### Records supplied
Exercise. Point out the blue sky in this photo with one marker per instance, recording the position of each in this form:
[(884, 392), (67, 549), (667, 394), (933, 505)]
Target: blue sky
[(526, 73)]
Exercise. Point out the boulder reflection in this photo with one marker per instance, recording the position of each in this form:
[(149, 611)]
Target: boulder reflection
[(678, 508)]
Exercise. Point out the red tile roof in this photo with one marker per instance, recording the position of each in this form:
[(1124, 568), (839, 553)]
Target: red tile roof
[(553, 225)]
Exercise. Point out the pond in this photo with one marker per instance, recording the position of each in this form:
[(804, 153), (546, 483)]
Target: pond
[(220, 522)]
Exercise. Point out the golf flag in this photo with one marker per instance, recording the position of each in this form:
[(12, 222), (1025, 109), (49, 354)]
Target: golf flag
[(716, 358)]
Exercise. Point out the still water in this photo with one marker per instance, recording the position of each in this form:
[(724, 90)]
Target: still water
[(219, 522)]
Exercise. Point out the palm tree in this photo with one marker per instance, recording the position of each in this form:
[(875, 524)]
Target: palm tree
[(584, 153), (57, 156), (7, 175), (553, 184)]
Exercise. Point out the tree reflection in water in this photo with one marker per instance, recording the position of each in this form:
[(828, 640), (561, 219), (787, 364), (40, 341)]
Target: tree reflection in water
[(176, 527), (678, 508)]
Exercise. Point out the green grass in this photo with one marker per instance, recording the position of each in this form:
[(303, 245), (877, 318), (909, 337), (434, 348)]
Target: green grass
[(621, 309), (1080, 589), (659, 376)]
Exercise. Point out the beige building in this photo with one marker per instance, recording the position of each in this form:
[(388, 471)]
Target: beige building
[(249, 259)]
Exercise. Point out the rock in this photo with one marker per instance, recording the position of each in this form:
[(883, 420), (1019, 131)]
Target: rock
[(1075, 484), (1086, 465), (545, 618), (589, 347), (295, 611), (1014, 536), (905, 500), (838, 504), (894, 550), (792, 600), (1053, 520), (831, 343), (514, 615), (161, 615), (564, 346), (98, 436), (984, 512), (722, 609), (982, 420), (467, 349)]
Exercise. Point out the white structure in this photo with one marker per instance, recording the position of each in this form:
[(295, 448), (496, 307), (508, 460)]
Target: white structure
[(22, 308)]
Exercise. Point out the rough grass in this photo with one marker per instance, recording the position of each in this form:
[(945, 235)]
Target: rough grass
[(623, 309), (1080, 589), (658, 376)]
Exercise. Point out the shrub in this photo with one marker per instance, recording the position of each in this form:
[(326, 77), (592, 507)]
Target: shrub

### Work required
Nothing in the data may differ; print all of it exactly as written.

### Exercise solution
Exercise. Point out the blue sky in this photo with one marker per instance, recording the position of each in this form:
[(884, 392), (67, 549), (667, 394), (933, 505)]
Target: blue sky
[(526, 73)]
Exercise. Point out the boulder reflection in this photo with one marker per instance, recording the position of each in this form:
[(149, 611)]
Target: boulder reflection
[(678, 508)]
Exercise. Point out the red tile roof in this photo with one marker per instance, recording the position of each in this form:
[(1124, 568), (839, 553)]
Target: red tile roof
[(553, 225)]
Exercise. Point out the pond in this photo with one marker per instance, recording the position of each in this form:
[(804, 153), (546, 483)]
Target: pond
[(220, 522)]
Exercise. Point out the golf flag in this photo with one marker per instance, recording the position of each in this form:
[(12, 222), (1025, 109), (49, 354)]
Target: golf flag
[(716, 358)]
Exercise. Point out the still water in this photo with one marker per instance, recording the position of each in this form:
[(724, 90)]
Target: still water
[(219, 522)]
Exercise. Point out the palm tree in this photo with one marker per instance, recording the position of each in this form:
[(875, 524)]
Target: palm tree
[(584, 153), (57, 156), (7, 175), (553, 184)]
Exercise. Point out the tree reflection in water in this photo with one marker per instance, recording the position of each in this form:
[(828, 640), (561, 219), (787, 364), (40, 341)]
Target: tree reflection in water
[(176, 527), (678, 508)]
Exercise. Point out the green grass in this photo with one marker per instance, recording the position of each in this form:
[(303, 245), (877, 318), (909, 337), (434, 348)]
Target: green grass
[(621, 309), (1080, 589), (659, 376)]
Exercise. Point out the beige building in this photo with one marker per instance, recording the position of each in this form:
[(388, 471)]
Target: beige building
[(249, 259)]
Exercise. Point out the rock in this photo with one marker per instance, recording the position of each in this form:
[(883, 420), (1019, 131)]
Target: rock
[(1075, 484), (1086, 465), (545, 618), (589, 347), (295, 611), (1014, 536), (905, 500), (838, 504), (894, 550), (792, 600), (1053, 520), (831, 343), (514, 615), (161, 615), (564, 346), (98, 436), (984, 512), (722, 609), (982, 420), (467, 349)]
Exercise. Point out the white structure in this photo with one marker per instance, recording the position of each in this form:
[(295, 448), (496, 307), (508, 460)]
Target: white structure
[(22, 308)]
Exercise. Point out the rough grass in this photo with one marker per instance, recording the position of each in this form:
[(945, 235)]
Target: rough grass
[(623, 309), (1080, 589), (658, 376)]
Exercise. Point out the shrub in this photo with one marker per instance, recording the position of each in this form:
[(326, 77), (592, 507)]
Target: shrub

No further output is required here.